Below are records to retype exactly, except for the pictures.

Records excerpted from a collection
-*-*-

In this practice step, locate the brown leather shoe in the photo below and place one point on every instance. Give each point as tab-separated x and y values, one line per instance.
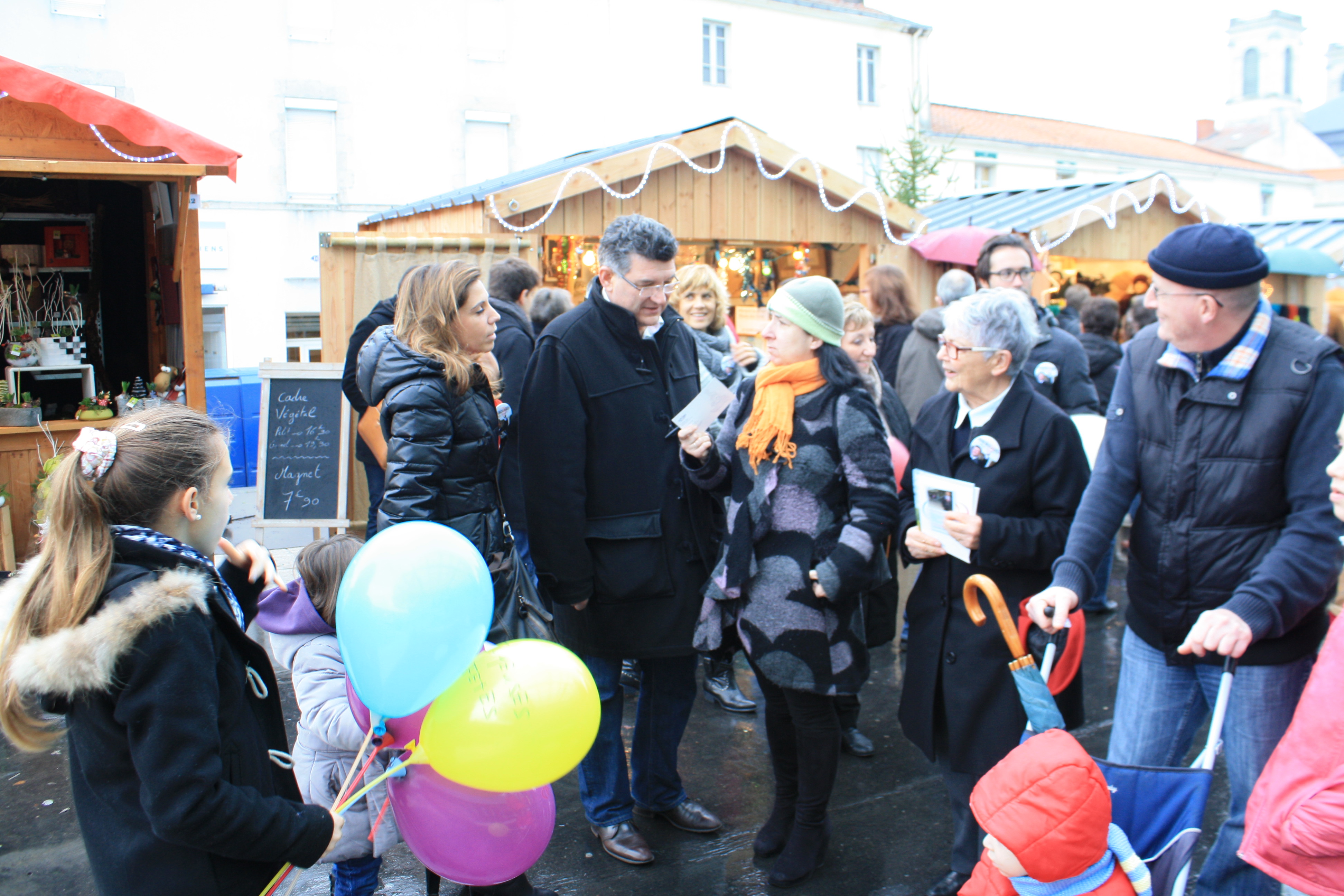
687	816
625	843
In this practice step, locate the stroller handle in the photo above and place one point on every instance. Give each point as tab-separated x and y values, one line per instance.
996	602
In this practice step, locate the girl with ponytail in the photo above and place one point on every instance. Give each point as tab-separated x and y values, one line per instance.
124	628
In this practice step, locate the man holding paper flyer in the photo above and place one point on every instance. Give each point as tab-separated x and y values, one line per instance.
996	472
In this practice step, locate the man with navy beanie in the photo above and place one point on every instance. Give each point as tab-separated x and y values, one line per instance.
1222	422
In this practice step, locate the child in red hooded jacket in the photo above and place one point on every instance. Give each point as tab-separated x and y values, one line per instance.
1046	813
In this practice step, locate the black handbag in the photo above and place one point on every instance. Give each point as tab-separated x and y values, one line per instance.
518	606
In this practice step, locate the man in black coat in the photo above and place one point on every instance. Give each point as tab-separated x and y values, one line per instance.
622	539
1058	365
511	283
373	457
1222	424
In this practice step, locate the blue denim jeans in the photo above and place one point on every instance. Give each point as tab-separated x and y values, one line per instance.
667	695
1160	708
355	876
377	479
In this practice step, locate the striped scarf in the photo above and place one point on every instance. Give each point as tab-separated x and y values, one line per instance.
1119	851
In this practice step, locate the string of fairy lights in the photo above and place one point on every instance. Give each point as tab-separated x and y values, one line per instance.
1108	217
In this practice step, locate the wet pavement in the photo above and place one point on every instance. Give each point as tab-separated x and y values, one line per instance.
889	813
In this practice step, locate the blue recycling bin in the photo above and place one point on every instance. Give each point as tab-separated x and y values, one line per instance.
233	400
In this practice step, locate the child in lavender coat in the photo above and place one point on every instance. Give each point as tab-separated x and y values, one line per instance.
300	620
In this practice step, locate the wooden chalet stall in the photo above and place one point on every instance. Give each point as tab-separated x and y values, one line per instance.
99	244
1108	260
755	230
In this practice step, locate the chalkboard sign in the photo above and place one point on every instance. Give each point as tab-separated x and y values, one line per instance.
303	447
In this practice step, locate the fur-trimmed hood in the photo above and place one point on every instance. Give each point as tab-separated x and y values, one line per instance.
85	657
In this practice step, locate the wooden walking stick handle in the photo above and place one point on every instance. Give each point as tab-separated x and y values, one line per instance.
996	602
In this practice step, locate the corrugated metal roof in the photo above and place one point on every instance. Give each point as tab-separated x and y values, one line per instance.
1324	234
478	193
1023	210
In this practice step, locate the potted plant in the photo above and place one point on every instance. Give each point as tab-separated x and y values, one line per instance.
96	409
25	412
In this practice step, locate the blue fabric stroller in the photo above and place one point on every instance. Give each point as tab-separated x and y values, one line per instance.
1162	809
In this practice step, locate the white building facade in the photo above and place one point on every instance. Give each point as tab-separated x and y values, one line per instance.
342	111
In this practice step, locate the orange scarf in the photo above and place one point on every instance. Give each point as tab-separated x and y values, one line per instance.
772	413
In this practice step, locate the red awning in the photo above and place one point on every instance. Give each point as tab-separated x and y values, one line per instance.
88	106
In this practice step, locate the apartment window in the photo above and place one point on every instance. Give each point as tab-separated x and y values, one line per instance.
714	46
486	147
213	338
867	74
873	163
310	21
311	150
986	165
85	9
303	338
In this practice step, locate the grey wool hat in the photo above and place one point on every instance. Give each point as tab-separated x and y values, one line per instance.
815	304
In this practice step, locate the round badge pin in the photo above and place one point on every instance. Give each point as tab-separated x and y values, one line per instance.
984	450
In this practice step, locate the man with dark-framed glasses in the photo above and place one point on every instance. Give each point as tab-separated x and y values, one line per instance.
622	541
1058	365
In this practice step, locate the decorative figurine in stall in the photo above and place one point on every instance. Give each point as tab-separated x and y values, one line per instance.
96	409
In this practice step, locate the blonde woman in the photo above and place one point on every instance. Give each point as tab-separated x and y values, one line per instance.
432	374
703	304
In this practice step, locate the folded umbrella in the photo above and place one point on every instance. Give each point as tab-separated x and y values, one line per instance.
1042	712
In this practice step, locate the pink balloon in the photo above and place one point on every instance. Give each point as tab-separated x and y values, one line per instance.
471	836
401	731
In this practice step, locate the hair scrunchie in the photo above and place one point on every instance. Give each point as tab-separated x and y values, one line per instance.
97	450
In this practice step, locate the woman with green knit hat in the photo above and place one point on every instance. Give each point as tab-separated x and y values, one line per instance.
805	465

-*-*-

ANSWER TO THE EXERCISE:
In this practice step, locate the brown leather shoe in the photo below and place one point on every instance. Give each point as tab-separated x and y values, one line per instance.
687	816
625	843
In this practice step, locate the stroller handle in the photo above and place one point on every instance. Give each point as tab-separated x and y values, one line per instance.
996	602
In this practice step, locate the girl with ponytail in the photo above and place one point on every instance. Give each point as tab-separated x and y values, one line per instance.
124	628
In this practice step, locate the man holding paper flyer in the photo above and place one point on every instance. Give each point as tab-separated x and y values, one line per instance.
996	472
In this practice step, locate the man with navy beanie in the photo above and place one point on every instance. Give each point as tab-separated x and y values, one line per instance.
1222	422
In this practice step, locate the child in red hooded jacket in the photo above and place one point on every instance. Give each point as tab-separated x and y values, one line per instance.
1046	813
In this practice step, locate the black handbag in the photo above and place one point on every instance. Give each point as tab-separated x and y values, one line per instance.
518	606
In this practice step, locate the man in black coat in the photo above and place one point on every instance. Give each point as tab-separated x and y values, one line per instance.
622	539
1058	365
511	283
373	457
1222	424
In this practice step, locate the blue denim jeans in the photo above and place one point on every instance. Give each point as tab-separated x and y values, one line per instance.
667	695
1160	708
355	876
377	479
In this practice step, locate the striped scarf in the photo above and place one point on every instance. Give each point as tab-separated x and y values, one line per instance.
1119	851
In this practice step, locate the string of fairy lights in the photo above and place one point on every instance. Give each point as tab-separated x and y values, one line per instance.
1108	217
In this practice step, locate the wet pavement in the photo above and place one point on every instance. Give each point as tab-separated x and y values, one line per instance.
889	813
In this practice step, locate the blue recycling bin in the photo above and place one point on every instance. Give each point as tab-separated x and y values, one line per instance.
233	400
In this practice step, locate the child in lavender coat in the photo above and place one point on every instance. Give each point as tab-separated x and y values, one line per instance.
300	620
In this practice step, locate the wooden chalet stall in the photo above and place one point on every instance. Give each point as tab-separated x and y values, one line per instance.
99	244
1108	260
755	230
In this practice step, locate the chalkboard sign in the photo above and place one point on every instance. Give each point as tab-separated x and y values, one line per instance.
303	447
In this practice step, locate the fur-trimmed hood in the photo above and place one point on every instance. Give each point as tab-separated x and y values, one line per instance.
85	657
In this practice step, locate the wooden walking stick handle in the photo above and place one point on every instance. Give each point as tab-separated x and y values, one line per instance.
996	602
In this practice step, locate the corrugated metal roof in the photo above and place one point on every instance. Give each point as tab-separated x and y values, one line per instance.
1324	234
478	193
1023	210
In this practice step, locate the potted plant in the photo above and place one point on every instance. Give each point as tab-separated x and y values, one line per instance.
96	409
25	412
In this practice step, locate the blue fabric stroller in the photo above and place one point on every instance. Give each point as tab-separated x and y values, one line per instance.
1162	809
In this practice step, locate the white building facade in the photo above and place one point on every instance. Give each point as tab-separated x and y values, one line per instance.
342	111
In this practice step, locate the orange scarf in the photo above and place one point on every instance. Give each point as tab-separated x and y values, one line per instance.
772	413
In this practice step, locate the red awning in the photo above and place one point on every instance. Give each point as tab-separated x and y values, one line per instance.
88	106
In this practice step, locate the apartment window in the photo above and place one point on every instance. Give each point as tab-separated x and y values, one line per instance.
714	46
486	147
213	338
867	74
873	163
310	21
311	150
986	165
85	9
303	338
In this practice step, locate the grey wool hat in the photo above and place one point on every instance. Give each point as tab-separated x and y values, one line per instance.
815	304
In this practice step, locate the round badge pin in the photo above and place one point on every instance. Give each point as tab-separated x and y values, one line per instance.
984	450
In this practice step, locate the man with dark-framed glasses in the photo above and place one point on every instance. Give each point as tab-separated x and y values, one line per instance.
622	541
1058	365
In this practice step, locate the decorative figurine in stall in the photo above and place one point on every instance. Give each point as tab-separated x and y values, one line per instance.
96	409
In this practice step, locate the blonde woman in the photo above and place one point on every instance. Give each point as tab-separated x and y values, one line per instance.
432	374
703	304
In this practice step, locate the folded umbrella in the photo above and place one point on every instance. Give each point as tab-separated x and y values, one line per instance.
1042	712
In this practice step, locate the pink balloon in the photo above and place one point on every instance. Give each point as tab-separated x and y values, one line per instance.
471	836
401	731
In this practice step, locate the hair scrunchie in the photo above and place one point on every instance. Give each point as tab-separated x and y values, one line per instance.
97	450
In this practice step, locate the woman with green knit hat in the photo above and place one point on every instance. Give each point as tab-separated x and y values, one line per instance.
805	465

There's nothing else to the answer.